** start of Data shown **

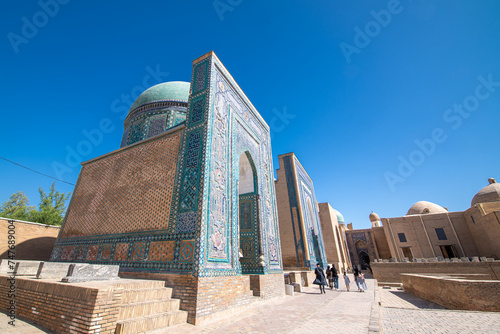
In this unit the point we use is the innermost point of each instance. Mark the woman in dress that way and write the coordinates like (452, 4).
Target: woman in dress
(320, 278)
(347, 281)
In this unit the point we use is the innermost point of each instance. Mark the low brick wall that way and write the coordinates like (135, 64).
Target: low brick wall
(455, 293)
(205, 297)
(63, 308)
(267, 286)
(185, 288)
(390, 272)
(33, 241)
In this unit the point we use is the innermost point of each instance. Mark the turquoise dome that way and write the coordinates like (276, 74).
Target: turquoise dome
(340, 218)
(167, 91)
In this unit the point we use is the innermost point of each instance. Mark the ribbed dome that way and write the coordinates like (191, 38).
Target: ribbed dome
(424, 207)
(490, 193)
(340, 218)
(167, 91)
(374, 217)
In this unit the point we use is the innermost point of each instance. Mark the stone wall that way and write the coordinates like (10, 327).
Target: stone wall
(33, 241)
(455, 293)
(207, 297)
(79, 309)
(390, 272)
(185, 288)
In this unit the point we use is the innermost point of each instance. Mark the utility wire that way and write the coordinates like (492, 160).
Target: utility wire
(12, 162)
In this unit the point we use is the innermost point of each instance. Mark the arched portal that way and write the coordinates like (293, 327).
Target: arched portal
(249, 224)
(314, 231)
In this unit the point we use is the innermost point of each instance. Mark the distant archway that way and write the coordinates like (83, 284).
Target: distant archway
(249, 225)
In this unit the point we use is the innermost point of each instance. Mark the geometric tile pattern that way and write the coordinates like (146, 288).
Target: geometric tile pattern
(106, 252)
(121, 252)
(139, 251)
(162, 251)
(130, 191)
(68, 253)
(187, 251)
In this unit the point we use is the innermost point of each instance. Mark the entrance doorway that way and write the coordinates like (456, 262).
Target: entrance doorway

** end of Data shown **

### The exercise
Print all of the records above word for word, omitting the pictures.

### Response to the exercise
In this unit the point we use is the innermost point of each instance. Mark the woman in dress that way and write the coordinates like (452, 4).
Target: woman in dress
(320, 278)
(347, 281)
In this unit the point we use is the innermost point of each instance. Mark the low brick wall that way and write the coordinates like (135, 64).
Target: low brick wall
(455, 293)
(205, 297)
(63, 308)
(267, 286)
(185, 288)
(390, 272)
(33, 241)
In this unit the point we use is the innermost point of each instance. Mark the turquoise dome that way and write the coordinates like (276, 74).
Target: turquoise dome
(340, 218)
(167, 91)
In this unit the point we use is the innermost point of each instance. Mark the ribbed dome that way and write the coordinates like (191, 38).
Target: ribbed dome
(424, 207)
(490, 193)
(340, 218)
(167, 91)
(374, 217)
In this unit the point we use is the innermost point of each instance. Mark the stone wall that way and write the coordinates like (10, 327).
Target: stone wall
(33, 241)
(455, 293)
(207, 297)
(79, 309)
(390, 272)
(185, 288)
In this unit the point we use is the innermost point of each instance. Mark the utility wire that way and write the coordinates like (492, 160).
Target: utility wire
(12, 162)
In this unit the point we use is the innermost point of each instance. Mark the arched portal that way and write the coordinates like (293, 327).
Target: arched portal
(249, 224)
(314, 231)
In this unit the point we use is the innermost point of each instance. Mark the distant archway that way and write the coordinates like (83, 284).
Target: distant archway
(249, 225)
In this unit the point we use is the innermost point of each instance. Mark the geometric tile pattern that way and write the coordinates like (146, 288).
Target: geometric tile pattern
(106, 252)
(121, 252)
(139, 251)
(162, 251)
(130, 191)
(68, 253)
(187, 251)
In this unit the point we use is the innermost point of each instance. Mark the entrance doorway that way and write the coordinates like (456, 262).
Target: entrance doorway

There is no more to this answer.